§ **YOUR OBJECTIVE**
Which lines of the material below contain the string "stone", with matching case? Find each one and copy it out whole.

§ **MATERIAL**

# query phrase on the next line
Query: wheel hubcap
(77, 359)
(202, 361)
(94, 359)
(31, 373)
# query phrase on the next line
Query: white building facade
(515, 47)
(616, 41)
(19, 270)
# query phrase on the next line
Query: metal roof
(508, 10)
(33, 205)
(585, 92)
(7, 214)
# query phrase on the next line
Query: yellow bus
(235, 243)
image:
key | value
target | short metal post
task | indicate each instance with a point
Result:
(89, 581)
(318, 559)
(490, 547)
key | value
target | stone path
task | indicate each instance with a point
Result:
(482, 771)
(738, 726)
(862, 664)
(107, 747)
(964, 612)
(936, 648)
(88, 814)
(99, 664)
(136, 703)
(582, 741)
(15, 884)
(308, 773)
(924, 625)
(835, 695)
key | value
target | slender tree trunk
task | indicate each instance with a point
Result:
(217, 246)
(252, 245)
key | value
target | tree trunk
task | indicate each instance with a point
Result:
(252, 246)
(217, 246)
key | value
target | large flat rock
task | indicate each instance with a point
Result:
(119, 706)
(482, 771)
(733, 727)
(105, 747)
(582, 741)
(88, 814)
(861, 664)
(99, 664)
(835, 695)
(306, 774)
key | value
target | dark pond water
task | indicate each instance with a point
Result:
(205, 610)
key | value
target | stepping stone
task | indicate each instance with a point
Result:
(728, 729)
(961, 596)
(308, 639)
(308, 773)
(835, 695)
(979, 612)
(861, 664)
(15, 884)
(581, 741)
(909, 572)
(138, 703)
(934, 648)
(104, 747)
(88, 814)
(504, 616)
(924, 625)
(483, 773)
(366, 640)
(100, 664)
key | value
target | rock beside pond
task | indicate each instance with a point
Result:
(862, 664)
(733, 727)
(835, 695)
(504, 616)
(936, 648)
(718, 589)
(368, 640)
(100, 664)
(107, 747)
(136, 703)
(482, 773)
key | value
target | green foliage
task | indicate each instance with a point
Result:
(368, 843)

§ **THE REPLY**
target | stone path
target | stepping stone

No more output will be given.